__Problem statement__:
Answer these questions from the Ferguson Marine shipyard text below, one answer per line:
1. Who asked Mr Gray whether the intention was to return Ferguson Marine to the private sector?
2. According to Scotland's public spending auditors, what lack causes doubts over the firm's long-term future?
3. Which company's contract award does Mr Cook call the greatest testament to the workforce's ability?

__Selected text__:
»»

Mr Gray confirmed the Scottish Government's intentions when asked what he thought the future holds for the yard.

When asked by shadow transport minister Graham Simpson at the Scottish Parliament's economy and fair work committee, if it was the intention to return Ferguson Marine to the private sector.

Mr Gray responded: "Yes."

"Obviously, the better Ferguson's is performing, the more likely it is that it's going to return to private ownership.

"If there are interested parties who come forward [who will] talk to government or our agencies, then clearly we will take that interest seriously and do what we can to ensure that the yard is returned as a commercial going concern into private ownership as quickly as possible."

It comes after Scotland's public spending auditors have said there remains doubts over the long-term future of the shipyard firm because of a lack of a business plan.

Audit Scotland has said questions remain despite attempts by new management to map out a long-term future, beyond the delivery of the two ferries.

Nationalised Ferguson Marine has previously responded to concerns over its status as a going concern by insisting there is a strong future for the business, despite its last annual financial review for 2021/22 admitting there was "significant doubt" over its ability to continue as a going concern over questions over future funding.

The board of directors went on to say that they are working with the Scottish Government to "continue to develop our strategy and processes to deliver a sustainable business model which will secure the long-term position of the company".

The Scottish Government in response to concerns said its priorities were to complete the ferries and secure the yard's future, while the deputy first minister said that ministers remained "committed to do all that we can" to help achieve a prosperous future for the yard.

The Herald: Stephen Boyle is the auditor general for Scotland

But Auditor General Stephen Boyle has said it is premature to say that the beleaguered shipyard has a future and is safe.

Mr Cook told Mr Gray: "Ferguson’s can be the jewel in the crown of Scottish shipbuilding if given the chance. There is no greater testament to the ability of the workforce than the recent award of a BAE Systems contract.

“This is work that must be carried out to a high standard with experienced hands. If BAE has confidence in the workforce, then so too should the Scottish Government.

“Our members have had their reputations dragged through the mud in recent years as politicians used them as a political football.

“Rather than undermine our members’ work and skills, we have challenged all parties to outline a future for the yard.

“Any plan must include a direct award for the small ferry replacement programme and commit to ensuring the continued public ownership of the yard.”

««

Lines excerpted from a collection
»»

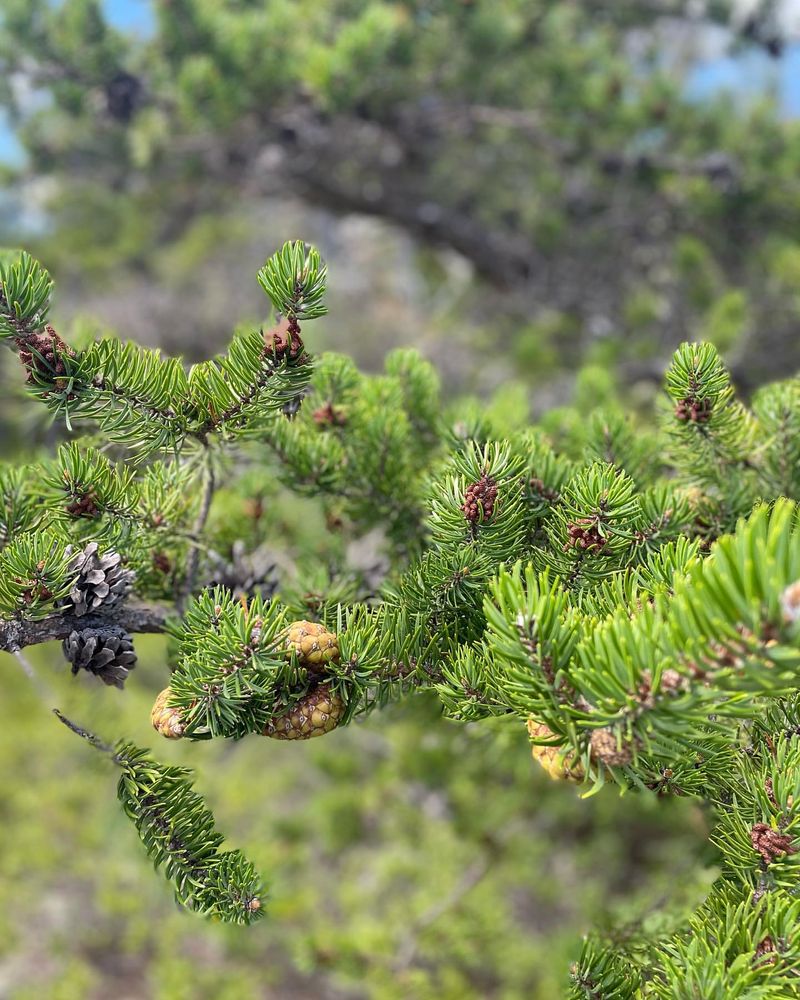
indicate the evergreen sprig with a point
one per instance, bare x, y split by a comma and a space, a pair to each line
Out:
177, 830
632, 599
294, 279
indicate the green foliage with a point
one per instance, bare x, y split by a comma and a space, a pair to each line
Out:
178, 833
24, 296
294, 279
633, 598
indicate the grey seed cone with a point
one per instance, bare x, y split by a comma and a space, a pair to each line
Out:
102, 582
106, 652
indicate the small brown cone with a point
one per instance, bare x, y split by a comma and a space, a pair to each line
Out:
315, 715
606, 750
554, 760
314, 645
167, 720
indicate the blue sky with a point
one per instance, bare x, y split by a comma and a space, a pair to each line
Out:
744, 74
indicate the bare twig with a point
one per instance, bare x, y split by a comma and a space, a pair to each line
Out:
193, 558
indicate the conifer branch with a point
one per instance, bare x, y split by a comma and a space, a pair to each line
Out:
134, 618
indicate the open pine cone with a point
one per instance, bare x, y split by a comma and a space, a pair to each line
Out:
106, 652
102, 581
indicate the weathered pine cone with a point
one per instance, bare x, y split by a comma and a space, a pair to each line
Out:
102, 582
315, 715
106, 652
558, 764
314, 645
167, 720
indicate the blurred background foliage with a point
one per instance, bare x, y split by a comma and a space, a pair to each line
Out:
533, 194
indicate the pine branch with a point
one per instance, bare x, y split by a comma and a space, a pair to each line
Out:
15, 635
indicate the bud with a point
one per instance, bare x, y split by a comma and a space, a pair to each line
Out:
167, 720
558, 763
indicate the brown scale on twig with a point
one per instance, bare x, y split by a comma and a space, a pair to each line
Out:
693, 410
479, 501
283, 340
769, 843
584, 534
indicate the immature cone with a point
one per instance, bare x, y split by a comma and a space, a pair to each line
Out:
314, 645
315, 715
102, 582
167, 720
106, 652
606, 750
553, 759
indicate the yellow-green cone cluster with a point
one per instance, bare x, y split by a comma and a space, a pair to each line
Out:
314, 645
318, 713
166, 720
555, 760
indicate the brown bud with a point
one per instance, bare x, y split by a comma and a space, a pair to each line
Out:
167, 720
283, 340
766, 950
479, 500
694, 410
769, 843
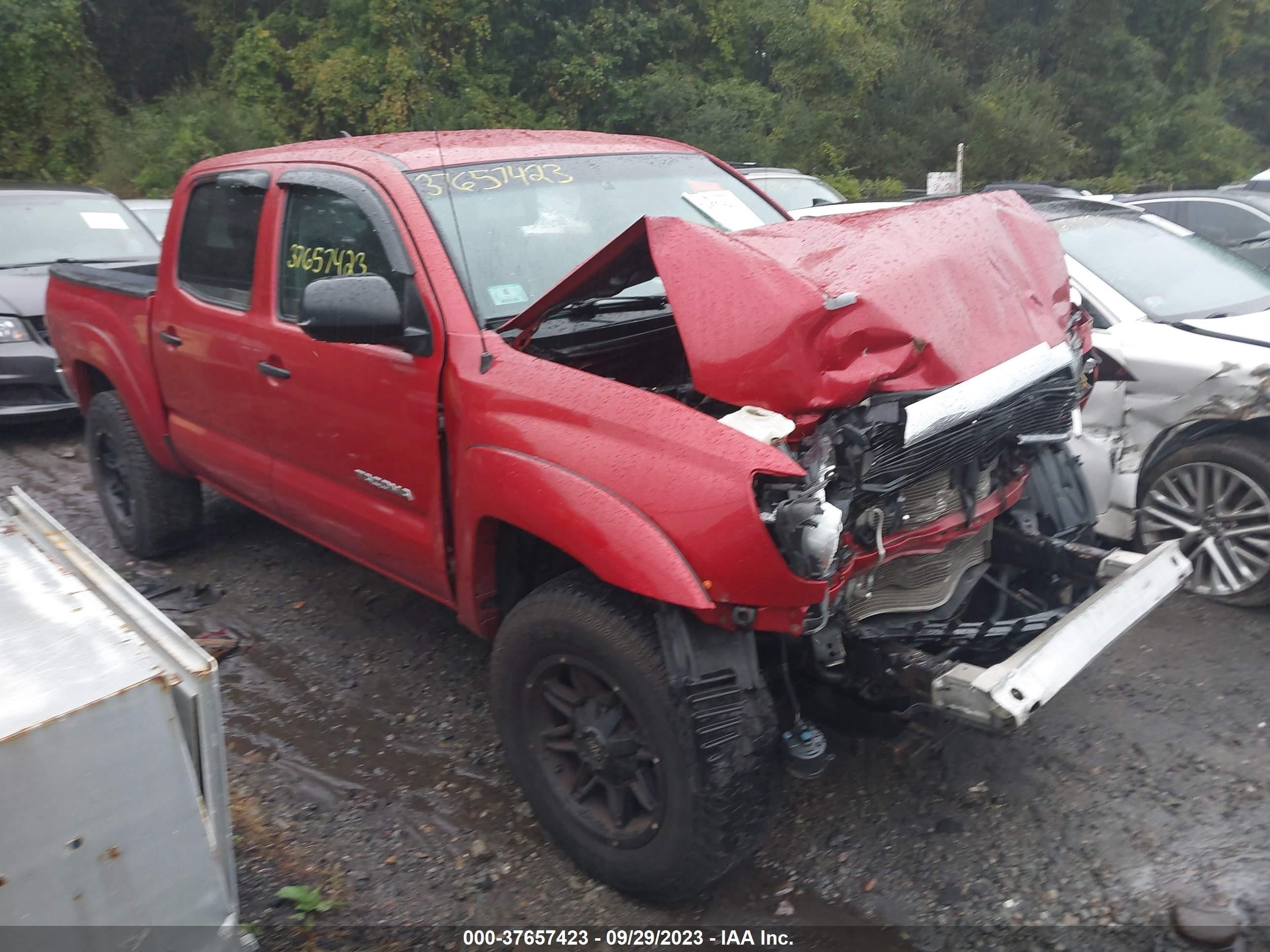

««

__Result__:
1. Shadow transport minister Graham Simpson
2. The lack of a business plan
3. BAE Systems